- [Your goal]
In the records below, find the line containing "Where can you see the red", then copy that line and all lines after it, exactly, omitting every picture.
(Supplied records Opens)
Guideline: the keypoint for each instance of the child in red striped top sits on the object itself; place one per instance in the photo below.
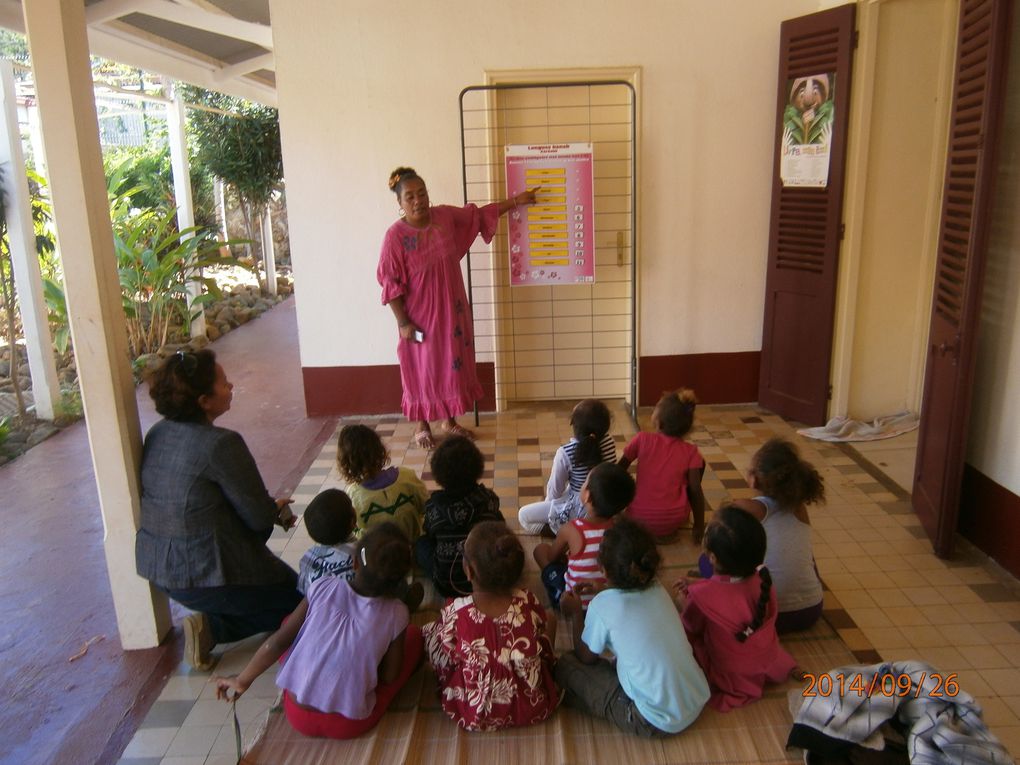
(569, 565)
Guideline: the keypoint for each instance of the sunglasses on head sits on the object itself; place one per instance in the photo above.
(188, 362)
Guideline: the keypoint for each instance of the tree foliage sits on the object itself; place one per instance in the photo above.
(243, 151)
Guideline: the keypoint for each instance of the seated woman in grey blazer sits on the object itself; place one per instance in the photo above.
(206, 514)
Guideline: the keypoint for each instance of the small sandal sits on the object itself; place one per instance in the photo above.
(424, 440)
(457, 429)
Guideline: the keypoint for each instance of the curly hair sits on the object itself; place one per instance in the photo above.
(781, 474)
(457, 464)
(675, 412)
(385, 554)
(628, 555)
(496, 556)
(360, 453)
(177, 384)
(737, 541)
(329, 517)
(398, 176)
(610, 488)
(591, 420)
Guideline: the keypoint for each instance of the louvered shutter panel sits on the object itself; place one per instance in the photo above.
(978, 95)
(805, 232)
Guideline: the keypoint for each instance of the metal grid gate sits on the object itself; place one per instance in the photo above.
(567, 341)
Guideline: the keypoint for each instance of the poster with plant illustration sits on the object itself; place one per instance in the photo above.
(807, 131)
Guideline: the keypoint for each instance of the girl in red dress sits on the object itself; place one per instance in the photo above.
(493, 650)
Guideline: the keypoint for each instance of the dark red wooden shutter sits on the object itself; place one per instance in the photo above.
(978, 95)
(805, 233)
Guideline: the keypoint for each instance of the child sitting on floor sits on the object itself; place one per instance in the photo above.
(350, 646)
(379, 494)
(493, 650)
(656, 686)
(452, 511)
(570, 564)
(329, 520)
(669, 470)
(787, 485)
(730, 618)
(591, 445)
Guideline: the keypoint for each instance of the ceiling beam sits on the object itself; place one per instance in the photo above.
(188, 15)
(125, 48)
(265, 61)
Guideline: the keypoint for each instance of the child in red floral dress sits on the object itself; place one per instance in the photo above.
(493, 650)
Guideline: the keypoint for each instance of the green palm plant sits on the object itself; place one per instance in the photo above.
(156, 264)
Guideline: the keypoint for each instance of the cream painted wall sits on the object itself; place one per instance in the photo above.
(995, 427)
(899, 206)
(366, 86)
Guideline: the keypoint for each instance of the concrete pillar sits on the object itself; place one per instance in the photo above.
(21, 237)
(268, 252)
(181, 166)
(59, 49)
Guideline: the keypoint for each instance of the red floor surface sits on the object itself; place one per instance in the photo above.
(54, 582)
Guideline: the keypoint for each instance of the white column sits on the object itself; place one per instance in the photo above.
(268, 252)
(36, 140)
(181, 167)
(21, 237)
(60, 56)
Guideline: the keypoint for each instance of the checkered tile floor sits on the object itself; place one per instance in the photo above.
(886, 595)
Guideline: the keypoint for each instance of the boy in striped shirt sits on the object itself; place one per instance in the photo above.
(569, 564)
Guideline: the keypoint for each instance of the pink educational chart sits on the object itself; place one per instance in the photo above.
(553, 241)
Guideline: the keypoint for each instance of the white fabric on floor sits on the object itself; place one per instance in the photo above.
(844, 428)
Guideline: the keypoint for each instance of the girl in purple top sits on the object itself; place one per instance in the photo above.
(419, 272)
(349, 646)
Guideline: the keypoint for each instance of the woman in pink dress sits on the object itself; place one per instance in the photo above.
(419, 272)
(730, 618)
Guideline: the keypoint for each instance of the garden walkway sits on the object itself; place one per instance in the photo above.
(54, 582)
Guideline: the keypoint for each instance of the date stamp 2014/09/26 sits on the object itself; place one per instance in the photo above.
(881, 683)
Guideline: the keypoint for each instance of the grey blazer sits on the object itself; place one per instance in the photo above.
(206, 513)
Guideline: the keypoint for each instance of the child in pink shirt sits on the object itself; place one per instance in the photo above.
(669, 470)
(730, 618)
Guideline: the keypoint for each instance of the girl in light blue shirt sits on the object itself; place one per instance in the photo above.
(656, 686)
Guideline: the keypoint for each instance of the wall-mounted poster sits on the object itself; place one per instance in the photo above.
(807, 131)
(552, 242)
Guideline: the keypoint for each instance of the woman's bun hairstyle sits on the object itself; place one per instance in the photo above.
(177, 384)
(675, 412)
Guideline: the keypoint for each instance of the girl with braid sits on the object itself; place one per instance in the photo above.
(730, 617)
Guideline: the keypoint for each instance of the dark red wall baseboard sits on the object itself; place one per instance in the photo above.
(715, 377)
(989, 516)
(369, 390)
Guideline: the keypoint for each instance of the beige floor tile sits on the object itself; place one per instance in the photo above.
(924, 596)
(904, 616)
(887, 639)
(962, 634)
(989, 657)
(855, 598)
(1009, 736)
(870, 617)
(1003, 681)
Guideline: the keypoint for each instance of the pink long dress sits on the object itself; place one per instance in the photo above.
(736, 671)
(422, 265)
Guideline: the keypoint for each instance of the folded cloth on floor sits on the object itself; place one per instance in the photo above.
(844, 428)
(944, 723)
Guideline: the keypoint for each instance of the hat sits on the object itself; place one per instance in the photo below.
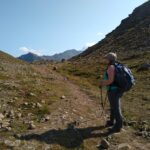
(111, 56)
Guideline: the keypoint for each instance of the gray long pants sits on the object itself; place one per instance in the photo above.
(115, 108)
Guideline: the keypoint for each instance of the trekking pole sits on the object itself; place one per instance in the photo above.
(102, 104)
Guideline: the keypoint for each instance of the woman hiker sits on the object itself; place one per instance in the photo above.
(114, 94)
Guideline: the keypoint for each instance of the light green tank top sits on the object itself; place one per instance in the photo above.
(112, 87)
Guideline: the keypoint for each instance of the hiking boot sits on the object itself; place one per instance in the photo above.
(109, 124)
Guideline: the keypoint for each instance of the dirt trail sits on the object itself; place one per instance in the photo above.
(76, 108)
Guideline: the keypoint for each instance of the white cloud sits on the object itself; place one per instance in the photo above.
(89, 44)
(27, 50)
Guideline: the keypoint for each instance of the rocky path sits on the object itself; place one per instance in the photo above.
(74, 123)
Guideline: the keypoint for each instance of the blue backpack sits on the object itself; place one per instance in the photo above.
(123, 77)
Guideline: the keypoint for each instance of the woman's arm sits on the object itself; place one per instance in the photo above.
(111, 75)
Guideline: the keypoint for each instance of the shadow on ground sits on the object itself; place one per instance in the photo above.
(69, 138)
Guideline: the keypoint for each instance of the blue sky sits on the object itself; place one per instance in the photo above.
(46, 27)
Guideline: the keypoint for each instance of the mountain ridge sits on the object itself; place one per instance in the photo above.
(31, 57)
(132, 34)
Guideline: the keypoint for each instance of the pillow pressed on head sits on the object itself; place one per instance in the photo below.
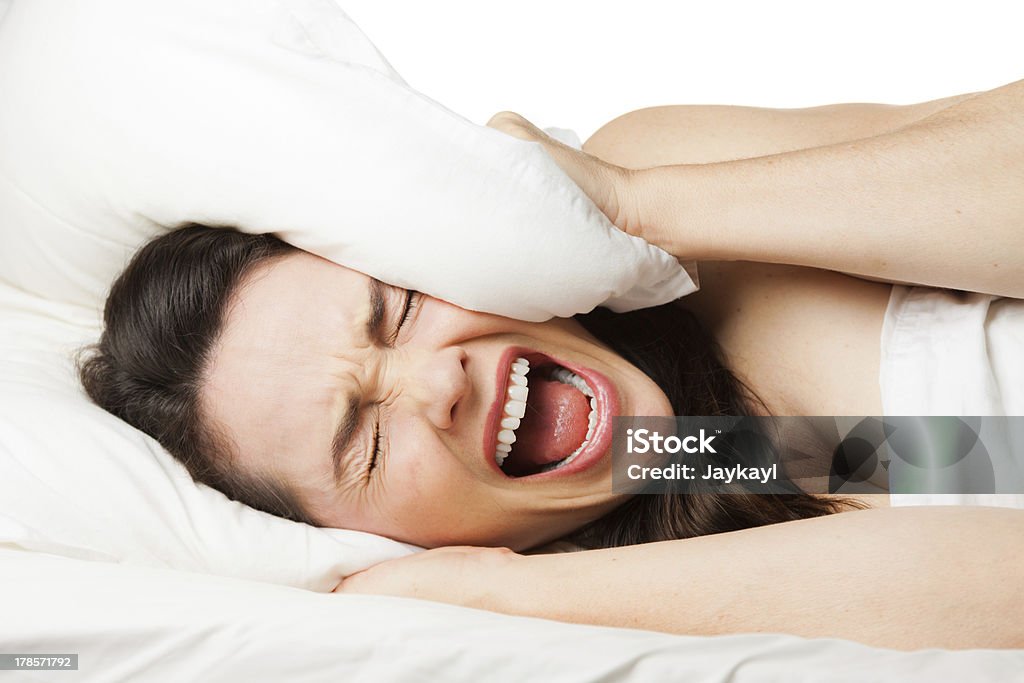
(121, 120)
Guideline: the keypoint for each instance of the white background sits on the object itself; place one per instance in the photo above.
(578, 65)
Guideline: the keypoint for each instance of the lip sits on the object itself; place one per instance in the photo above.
(607, 407)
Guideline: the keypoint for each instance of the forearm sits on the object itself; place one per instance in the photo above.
(939, 202)
(901, 579)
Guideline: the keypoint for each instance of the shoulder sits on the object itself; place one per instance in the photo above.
(806, 340)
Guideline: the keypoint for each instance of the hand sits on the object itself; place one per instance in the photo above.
(459, 574)
(610, 187)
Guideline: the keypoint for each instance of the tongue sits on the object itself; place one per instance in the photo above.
(554, 426)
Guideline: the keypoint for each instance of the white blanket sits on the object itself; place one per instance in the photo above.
(132, 624)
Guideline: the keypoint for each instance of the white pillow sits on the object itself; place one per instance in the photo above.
(77, 481)
(122, 118)
(119, 119)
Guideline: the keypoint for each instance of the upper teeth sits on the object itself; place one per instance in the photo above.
(515, 409)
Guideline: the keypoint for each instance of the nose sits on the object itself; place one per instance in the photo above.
(441, 383)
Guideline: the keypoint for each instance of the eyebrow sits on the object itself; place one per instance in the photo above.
(346, 427)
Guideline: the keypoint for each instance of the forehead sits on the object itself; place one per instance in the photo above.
(292, 329)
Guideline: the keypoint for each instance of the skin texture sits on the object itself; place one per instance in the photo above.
(294, 346)
(817, 577)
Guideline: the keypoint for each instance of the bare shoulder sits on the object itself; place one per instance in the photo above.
(806, 340)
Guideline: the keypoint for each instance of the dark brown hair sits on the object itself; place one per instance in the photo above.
(162, 318)
(670, 345)
(165, 312)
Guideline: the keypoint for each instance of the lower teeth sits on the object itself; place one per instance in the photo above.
(565, 377)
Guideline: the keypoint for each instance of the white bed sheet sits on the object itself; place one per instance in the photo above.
(130, 623)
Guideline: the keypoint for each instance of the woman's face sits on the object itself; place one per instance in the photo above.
(315, 372)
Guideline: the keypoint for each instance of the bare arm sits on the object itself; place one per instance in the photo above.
(902, 579)
(929, 195)
(939, 202)
(709, 133)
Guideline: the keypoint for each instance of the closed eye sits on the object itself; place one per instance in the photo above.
(409, 307)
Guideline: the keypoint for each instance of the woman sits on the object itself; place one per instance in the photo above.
(332, 398)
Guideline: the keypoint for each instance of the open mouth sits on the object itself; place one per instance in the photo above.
(548, 417)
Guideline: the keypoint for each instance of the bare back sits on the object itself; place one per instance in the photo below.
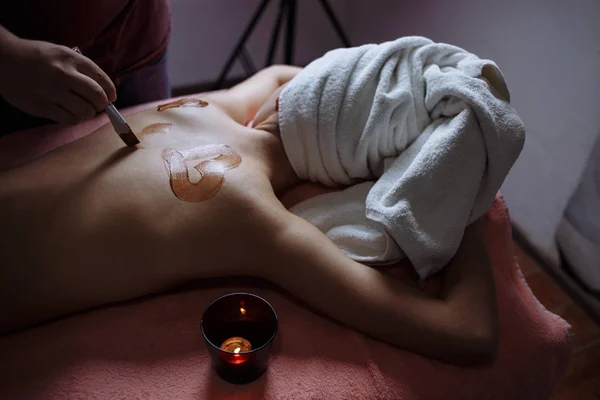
(188, 196)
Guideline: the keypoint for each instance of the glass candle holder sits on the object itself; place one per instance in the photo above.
(239, 329)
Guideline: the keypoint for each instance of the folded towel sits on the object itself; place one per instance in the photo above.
(427, 126)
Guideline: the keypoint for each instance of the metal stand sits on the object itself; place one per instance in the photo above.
(287, 10)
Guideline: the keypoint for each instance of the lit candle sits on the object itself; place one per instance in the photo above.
(236, 345)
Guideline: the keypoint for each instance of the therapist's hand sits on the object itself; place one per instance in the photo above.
(51, 81)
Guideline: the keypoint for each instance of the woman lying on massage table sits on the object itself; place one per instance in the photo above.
(95, 222)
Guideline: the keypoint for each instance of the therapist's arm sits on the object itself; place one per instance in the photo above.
(458, 327)
(51, 81)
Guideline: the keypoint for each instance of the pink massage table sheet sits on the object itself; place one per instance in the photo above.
(153, 348)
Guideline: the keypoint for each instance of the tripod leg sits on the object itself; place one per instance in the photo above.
(275, 33)
(246, 61)
(335, 22)
(241, 42)
(290, 32)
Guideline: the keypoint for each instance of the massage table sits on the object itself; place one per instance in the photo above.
(153, 348)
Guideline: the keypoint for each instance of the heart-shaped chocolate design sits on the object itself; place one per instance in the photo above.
(216, 160)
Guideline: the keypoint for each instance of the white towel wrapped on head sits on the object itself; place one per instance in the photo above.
(424, 128)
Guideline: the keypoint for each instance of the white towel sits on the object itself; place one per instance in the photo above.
(424, 128)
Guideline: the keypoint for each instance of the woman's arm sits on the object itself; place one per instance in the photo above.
(243, 100)
(459, 327)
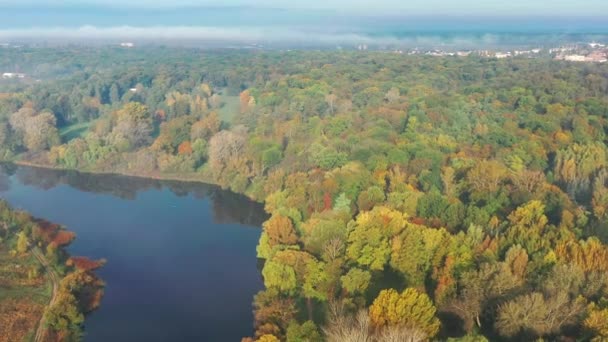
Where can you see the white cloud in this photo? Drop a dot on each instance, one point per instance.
(178, 34)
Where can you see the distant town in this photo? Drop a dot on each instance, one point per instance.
(589, 52)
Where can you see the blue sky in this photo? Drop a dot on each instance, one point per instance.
(390, 22)
(401, 7)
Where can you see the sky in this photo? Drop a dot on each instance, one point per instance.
(402, 7)
(333, 22)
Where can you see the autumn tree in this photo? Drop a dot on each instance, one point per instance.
(409, 309)
(369, 236)
(280, 230)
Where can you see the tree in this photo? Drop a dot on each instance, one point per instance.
(22, 243)
(414, 250)
(368, 239)
(410, 309)
(305, 332)
(280, 231)
(596, 323)
(37, 131)
(534, 314)
(133, 127)
(356, 281)
(225, 148)
(486, 176)
(280, 276)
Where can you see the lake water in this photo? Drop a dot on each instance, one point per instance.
(181, 260)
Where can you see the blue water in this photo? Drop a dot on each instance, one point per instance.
(181, 261)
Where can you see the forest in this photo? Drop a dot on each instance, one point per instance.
(45, 291)
(410, 198)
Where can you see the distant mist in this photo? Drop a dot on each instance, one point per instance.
(281, 36)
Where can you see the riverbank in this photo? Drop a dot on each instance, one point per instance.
(199, 178)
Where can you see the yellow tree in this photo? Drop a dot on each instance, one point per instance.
(410, 309)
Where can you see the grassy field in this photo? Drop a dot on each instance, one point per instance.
(22, 297)
(74, 131)
(230, 108)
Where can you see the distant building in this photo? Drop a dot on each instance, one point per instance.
(595, 45)
(575, 58)
(8, 75)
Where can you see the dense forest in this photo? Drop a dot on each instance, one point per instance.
(411, 198)
(45, 292)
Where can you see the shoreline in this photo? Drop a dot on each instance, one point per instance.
(159, 177)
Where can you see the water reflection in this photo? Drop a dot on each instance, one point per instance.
(227, 206)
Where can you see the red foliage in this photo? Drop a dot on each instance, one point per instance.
(185, 148)
(327, 201)
(161, 115)
(418, 220)
(63, 237)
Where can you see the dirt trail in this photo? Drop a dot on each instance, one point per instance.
(40, 332)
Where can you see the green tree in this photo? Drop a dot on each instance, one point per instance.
(411, 309)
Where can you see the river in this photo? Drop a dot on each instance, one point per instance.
(181, 260)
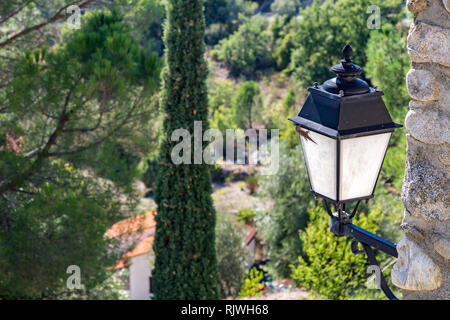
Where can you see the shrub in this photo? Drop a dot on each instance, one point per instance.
(285, 7)
(252, 286)
(326, 28)
(246, 215)
(245, 103)
(290, 191)
(252, 184)
(387, 65)
(246, 50)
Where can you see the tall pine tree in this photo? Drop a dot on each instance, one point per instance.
(185, 258)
(Supplied records Closes)
- [Output for this task]
Where can you see the red foliage in this photo? Drop a dot on each instance, one point per instance.
(185, 148)
(327, 201)
(161, 115)
(418, 220)
(63, 237)
Where can you see the dirt trail in this photo? Drop a dot on each instance, one point per instance.
(40, 332)
Where can you see the green tree in this photo? Drop a dot on each instance, one point per instance.
(411, 309)
Where can you see the river in this photo? Drop a dot on each instance, one point per instance.
(181, 260)
Where can you see the shrub in this photo? Drop a dot on each instance, one point per instance.
(285, 7)
(252, 286)
(326, 28)
(246, 215)
(245, 103)
(290, 191)
(252, 184)
(387, 65)
(246, 50)
Where can you see the tall pine tree in this photo? Drop a dot on each instance, one point per instance.
(185, 258)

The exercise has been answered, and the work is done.